The input:
○ ○ ○ ○

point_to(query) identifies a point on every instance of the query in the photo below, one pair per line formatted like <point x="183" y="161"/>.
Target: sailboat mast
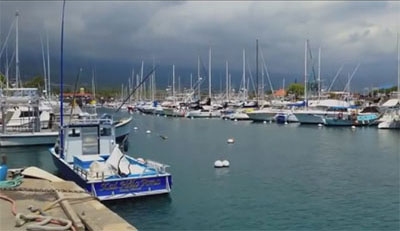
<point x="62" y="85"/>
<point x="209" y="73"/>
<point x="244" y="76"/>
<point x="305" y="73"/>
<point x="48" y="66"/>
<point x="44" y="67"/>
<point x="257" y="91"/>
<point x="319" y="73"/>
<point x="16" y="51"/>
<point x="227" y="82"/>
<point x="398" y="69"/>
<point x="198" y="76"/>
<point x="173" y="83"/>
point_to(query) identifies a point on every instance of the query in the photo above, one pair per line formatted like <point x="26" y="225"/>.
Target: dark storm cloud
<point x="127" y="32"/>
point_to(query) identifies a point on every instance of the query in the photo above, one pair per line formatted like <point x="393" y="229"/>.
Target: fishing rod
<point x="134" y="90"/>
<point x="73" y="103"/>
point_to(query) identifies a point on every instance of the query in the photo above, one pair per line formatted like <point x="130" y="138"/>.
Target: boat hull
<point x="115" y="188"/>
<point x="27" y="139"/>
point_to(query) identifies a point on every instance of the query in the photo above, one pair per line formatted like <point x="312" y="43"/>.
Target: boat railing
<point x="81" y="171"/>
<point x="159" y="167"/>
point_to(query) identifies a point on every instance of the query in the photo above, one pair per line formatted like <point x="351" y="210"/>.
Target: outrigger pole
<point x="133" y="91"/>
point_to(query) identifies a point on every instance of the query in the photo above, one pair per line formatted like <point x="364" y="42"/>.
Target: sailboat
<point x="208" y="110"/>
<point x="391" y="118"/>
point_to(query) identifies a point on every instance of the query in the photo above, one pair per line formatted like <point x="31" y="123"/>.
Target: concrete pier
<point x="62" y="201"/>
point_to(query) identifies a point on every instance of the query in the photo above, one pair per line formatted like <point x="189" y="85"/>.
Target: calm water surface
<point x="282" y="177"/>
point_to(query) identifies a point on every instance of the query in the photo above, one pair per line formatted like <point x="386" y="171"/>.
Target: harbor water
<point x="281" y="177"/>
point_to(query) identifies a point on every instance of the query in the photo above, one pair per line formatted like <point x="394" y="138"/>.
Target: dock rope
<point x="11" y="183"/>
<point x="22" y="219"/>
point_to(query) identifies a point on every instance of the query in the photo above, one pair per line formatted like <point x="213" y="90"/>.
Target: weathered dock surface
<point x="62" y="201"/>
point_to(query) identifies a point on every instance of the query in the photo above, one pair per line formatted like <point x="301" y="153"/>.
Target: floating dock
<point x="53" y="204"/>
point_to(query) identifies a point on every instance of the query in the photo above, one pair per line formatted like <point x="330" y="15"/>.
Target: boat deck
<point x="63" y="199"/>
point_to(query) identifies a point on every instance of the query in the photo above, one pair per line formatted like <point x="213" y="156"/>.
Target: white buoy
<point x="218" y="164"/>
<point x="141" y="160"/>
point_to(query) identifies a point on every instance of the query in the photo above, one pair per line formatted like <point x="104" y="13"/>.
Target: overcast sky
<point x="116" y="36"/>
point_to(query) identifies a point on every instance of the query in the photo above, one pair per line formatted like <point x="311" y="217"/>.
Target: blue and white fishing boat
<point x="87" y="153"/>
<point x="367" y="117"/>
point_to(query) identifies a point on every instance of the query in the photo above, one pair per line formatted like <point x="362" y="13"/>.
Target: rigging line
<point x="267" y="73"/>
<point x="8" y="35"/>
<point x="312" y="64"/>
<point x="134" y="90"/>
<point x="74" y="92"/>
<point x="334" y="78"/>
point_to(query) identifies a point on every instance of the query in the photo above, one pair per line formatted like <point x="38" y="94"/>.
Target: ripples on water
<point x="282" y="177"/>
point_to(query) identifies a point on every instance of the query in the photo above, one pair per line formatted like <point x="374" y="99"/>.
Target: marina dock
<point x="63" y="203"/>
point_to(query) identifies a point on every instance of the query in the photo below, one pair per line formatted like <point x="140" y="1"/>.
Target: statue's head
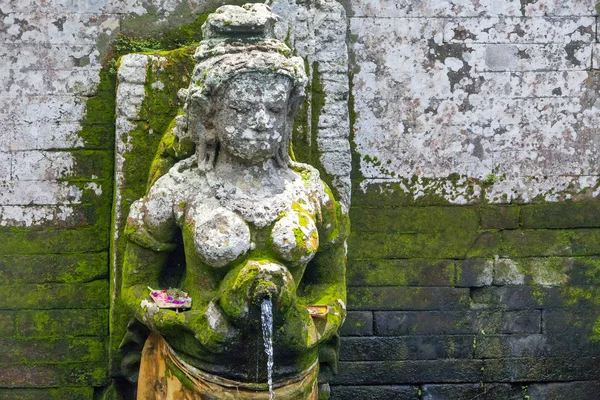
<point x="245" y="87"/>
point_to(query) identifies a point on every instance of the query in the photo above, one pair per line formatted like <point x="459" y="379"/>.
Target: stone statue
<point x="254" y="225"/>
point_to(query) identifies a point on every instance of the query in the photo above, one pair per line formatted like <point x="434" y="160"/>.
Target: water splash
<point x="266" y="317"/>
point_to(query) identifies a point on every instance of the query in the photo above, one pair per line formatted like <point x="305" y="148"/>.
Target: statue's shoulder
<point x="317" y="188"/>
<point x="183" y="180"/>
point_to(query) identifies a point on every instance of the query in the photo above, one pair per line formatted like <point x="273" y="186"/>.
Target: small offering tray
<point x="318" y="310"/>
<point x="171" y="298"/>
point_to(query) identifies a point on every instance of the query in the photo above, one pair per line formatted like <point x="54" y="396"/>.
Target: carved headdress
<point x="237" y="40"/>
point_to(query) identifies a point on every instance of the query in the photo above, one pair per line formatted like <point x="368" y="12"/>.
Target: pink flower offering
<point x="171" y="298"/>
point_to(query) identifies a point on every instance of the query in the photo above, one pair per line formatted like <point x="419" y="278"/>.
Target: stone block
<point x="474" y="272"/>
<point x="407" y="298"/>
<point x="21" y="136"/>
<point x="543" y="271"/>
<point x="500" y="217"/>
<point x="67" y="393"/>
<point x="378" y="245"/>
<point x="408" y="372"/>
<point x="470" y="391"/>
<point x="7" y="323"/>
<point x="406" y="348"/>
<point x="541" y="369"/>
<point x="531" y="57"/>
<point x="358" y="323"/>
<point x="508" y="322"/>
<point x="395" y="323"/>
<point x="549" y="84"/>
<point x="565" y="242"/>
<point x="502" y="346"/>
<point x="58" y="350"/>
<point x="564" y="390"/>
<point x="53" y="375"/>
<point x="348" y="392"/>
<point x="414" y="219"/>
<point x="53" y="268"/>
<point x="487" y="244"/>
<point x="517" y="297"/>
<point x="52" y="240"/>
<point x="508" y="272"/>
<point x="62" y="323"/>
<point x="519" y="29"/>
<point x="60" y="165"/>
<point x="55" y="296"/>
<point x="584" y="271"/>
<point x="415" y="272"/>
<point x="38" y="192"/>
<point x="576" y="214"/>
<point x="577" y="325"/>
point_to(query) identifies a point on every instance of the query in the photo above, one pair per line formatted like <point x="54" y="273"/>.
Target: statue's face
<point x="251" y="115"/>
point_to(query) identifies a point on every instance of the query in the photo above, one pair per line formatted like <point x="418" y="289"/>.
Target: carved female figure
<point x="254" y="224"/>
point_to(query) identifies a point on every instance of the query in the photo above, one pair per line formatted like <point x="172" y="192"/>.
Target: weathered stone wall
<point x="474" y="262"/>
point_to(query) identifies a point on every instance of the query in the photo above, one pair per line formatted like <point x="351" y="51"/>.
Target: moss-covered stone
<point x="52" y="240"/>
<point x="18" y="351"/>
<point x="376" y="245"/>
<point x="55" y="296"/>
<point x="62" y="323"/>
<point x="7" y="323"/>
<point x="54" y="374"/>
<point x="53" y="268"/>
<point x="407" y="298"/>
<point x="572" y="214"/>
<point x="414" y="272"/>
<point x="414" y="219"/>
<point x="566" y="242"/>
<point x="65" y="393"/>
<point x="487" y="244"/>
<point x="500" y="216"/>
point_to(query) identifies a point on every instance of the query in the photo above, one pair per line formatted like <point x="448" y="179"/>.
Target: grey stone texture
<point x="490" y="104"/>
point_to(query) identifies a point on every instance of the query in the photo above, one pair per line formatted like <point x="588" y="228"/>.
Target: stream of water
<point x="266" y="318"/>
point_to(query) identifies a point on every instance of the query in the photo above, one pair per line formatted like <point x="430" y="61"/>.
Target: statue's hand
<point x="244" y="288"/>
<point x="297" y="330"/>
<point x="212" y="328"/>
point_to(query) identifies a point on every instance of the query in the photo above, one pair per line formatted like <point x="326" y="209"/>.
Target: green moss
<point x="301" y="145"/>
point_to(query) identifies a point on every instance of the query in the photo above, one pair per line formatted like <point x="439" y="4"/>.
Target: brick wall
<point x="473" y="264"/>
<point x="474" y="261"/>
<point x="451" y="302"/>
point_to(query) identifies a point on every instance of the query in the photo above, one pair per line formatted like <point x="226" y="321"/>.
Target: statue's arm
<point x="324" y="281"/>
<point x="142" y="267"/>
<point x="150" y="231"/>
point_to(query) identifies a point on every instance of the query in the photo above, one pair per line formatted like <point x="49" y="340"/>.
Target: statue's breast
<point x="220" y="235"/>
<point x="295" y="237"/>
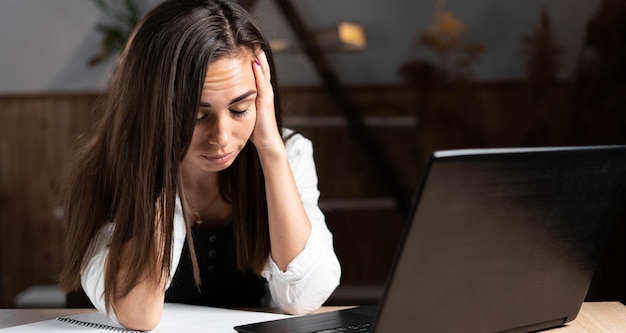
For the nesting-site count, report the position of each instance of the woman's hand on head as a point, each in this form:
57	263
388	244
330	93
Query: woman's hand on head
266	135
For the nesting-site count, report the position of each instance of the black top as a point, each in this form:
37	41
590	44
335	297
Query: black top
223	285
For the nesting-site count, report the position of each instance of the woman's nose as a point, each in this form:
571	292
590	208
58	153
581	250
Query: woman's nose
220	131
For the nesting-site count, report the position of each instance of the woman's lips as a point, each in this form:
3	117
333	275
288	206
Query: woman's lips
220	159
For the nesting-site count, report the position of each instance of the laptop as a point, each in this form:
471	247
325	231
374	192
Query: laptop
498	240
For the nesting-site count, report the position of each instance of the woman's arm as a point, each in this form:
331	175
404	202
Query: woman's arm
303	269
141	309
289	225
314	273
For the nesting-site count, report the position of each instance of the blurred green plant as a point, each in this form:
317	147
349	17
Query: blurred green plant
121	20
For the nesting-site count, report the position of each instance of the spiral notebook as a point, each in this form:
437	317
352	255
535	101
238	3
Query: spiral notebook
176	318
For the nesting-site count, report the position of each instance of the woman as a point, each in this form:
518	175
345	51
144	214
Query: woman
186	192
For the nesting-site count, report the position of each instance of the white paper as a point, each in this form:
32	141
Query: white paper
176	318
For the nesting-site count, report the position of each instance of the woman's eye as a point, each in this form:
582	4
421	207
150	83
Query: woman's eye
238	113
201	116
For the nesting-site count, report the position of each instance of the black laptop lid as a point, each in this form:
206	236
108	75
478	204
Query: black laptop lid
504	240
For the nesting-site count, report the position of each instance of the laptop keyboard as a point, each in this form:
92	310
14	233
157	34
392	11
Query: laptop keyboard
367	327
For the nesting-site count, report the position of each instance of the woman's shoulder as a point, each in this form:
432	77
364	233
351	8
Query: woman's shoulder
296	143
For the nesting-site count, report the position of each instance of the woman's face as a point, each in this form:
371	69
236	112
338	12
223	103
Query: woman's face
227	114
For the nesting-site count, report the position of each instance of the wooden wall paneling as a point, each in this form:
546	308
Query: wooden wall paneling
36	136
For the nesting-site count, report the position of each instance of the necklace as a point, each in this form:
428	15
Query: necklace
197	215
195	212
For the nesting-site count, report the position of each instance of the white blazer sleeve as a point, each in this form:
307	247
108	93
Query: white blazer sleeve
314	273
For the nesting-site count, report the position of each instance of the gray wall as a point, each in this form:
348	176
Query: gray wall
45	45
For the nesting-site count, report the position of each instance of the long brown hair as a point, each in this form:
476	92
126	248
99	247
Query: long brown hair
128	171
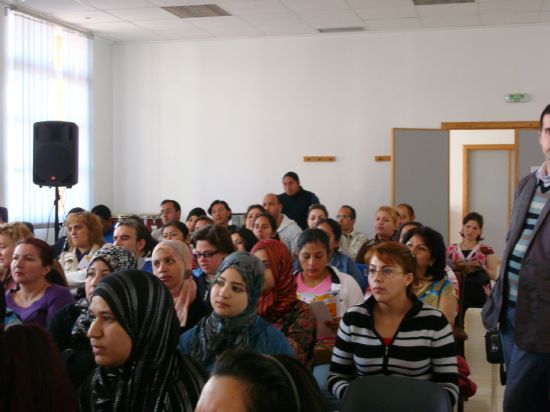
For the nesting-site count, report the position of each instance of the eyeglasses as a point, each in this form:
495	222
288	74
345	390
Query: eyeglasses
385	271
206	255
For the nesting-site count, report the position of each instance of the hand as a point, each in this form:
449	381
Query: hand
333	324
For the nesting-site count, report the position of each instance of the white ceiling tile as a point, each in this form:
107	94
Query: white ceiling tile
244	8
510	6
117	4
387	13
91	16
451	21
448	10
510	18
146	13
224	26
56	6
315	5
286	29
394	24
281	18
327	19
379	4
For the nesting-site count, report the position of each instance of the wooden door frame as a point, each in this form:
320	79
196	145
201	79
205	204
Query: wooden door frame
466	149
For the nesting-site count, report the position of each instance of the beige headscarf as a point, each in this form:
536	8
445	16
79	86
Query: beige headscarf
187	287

○ ○ ○ ○

Task directions: Print each line from the one containing "the white blazer" through the last line of the listing, both included, exactly and with no pictures.

Output for this exercise:
For the nesting-site count, report the position of each instance of the white blazer sleeve as a point, each in this form:
307	247
108	93
Query: white blazer sleeve
314	273
For the nesting-site count, report the position of each instance of the gray wall as a point, each in this form:
348	176
Query: gray wall
45	45
For the nesting-site count, report the position of each instance of the long brown hair as a point, each in this form:
476	92
126	248
99	247
Query: long brown hair
128	171
For the nesting-site count, report the position of each instance of the eyeglasses as a point, each in this form:
495	222
288	74
345	390
Query: eyeglasses
385	271
206	255
For the nesting-site count, report the position of each instance of the hand as a point, each in this form:
449	381
Query: hand
333	324
For the nesting-site count, report the position of each instance of the white ceiling tile as a point, each in this form:
107	94
Query: white ceiling tile
244	8
510	6
117	4
387	13
91	16
451	21
448	10
510	18
146	13
224	26
56	6
315	5
286	29
394	24
281	18
327	19
379	4
For the nesting-site count, report the position of each instance of the wooden door frame as a point, each in this form:
320	79
196	145
201	79
205	204
Query: wooden door frame
466	149
For the nesting-site count, report the position of each instance of the beige headscarf as a point, each in this form:
536	8
445	16
79	86
Query: beige headscarf
187	287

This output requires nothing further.